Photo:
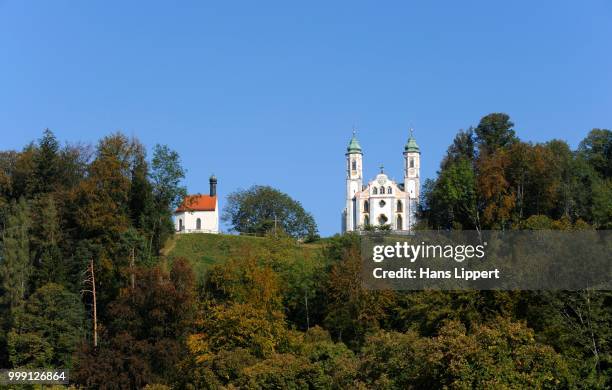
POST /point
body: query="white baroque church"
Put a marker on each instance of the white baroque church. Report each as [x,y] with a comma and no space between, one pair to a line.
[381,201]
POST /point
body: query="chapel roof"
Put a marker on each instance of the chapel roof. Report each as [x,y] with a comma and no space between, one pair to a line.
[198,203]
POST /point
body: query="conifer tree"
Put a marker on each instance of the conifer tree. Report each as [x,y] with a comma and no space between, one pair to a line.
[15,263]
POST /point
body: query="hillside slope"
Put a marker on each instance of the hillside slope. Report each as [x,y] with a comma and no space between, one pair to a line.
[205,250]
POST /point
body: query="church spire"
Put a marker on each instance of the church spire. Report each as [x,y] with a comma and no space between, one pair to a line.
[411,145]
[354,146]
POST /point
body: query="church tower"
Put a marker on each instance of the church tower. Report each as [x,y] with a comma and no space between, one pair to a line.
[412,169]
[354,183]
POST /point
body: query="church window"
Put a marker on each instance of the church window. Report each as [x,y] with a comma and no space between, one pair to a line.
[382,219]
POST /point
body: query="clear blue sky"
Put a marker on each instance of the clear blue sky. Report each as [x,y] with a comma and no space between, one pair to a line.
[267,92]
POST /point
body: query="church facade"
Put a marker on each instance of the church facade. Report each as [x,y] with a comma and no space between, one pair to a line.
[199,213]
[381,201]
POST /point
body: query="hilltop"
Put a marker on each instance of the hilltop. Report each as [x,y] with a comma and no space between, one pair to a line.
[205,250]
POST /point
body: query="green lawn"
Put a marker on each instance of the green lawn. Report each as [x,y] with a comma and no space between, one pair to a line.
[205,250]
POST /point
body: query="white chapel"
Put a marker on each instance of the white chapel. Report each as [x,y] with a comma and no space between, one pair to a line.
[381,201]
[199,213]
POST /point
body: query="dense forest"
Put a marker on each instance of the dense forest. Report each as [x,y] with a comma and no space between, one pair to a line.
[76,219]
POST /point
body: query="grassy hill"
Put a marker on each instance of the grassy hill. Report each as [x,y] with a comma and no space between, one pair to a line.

○ ○ ○

Omit the pictures, then quote the rest of the material above exactly.

• [EXERCISE OUTPUT]
Photo:
POST /point
body: query="white baroque church"
Put a marker on each instance of the white baroque church. Report each as [x,y] with a comma and no space between, one pair to a line.
[381,201]
POST /point
body: query="chapel roof"
Put a marker on each instance of the chapel roof. Report each as [x,y] with a comma and no space between, one pair to a line.
[198,203]
POST /point
body: query="conifer tree"
Put a marker on each instance of the conifer tree. Report each as [x,y] with a comma and no space between, one pair to a line.
[15,263]
POST /point
body: query="hillside slope"
Put a marker on each instance of the hillside slope. Report each as [x,y] with a comma and no space between, one pair to a line.
[205,250]
POST /point
body: query="church spire"
Put a marker on each instance of the church spire. Report each as [x,y] with a comma and no space between, one pair to a line.
[411,145]
[354,146]
POST /point
body: query="church tower"
Put a marker on each instance of the church tower. Report each as [x,y] with a comma and no space between, one pair to a line.
[412,169]
[354,183]
POST /point
body: query="church window"
Put a marker on each instance of the church window. Report each as [x,y] with a comma and no space between, one pair to a line.
[382,219]
POST /point
body: query="clear blue sky"
Put a marker on each instance of the clear blue sky. Report each as [x,y] with a comma and no space between, one pair to a line.
[267,92]
POST /point
body: query="church facade"
Put a marker on each instance of the church facade. Report each as [x,y] with a comma and no space between, one pair to a line.
[199,213]
[381,201]
POST /point
body: query="hilltop"
Put a marker on each instance of the hilltop. Report each as [x,y] with a comma and no space between, one pair to a line.
[205,250]
POST /point
body: query="green lawn"
Put a marker on each instance of the green lawn. Report each as [x,y] with a comma and no space between, one pair to a line.
[205,250]
POST /point
body: query="white chapel"
Put a marker on each instance of the white chapel. Report each as [x,y] with a comma and no space between, one pair to a line.
[381,201]
[199,213]
POST /point
body: query="dense forest"
Put a marker on each instance of the dense forest. Report each as [x,y] with a comma and no space between, one pair to a line.
[76,219]
POST /point
body: query="grassy hill"
Put a marker on each instance of the grassy hill. Report each as [x,y] with a comma and no space between, one pair to a line.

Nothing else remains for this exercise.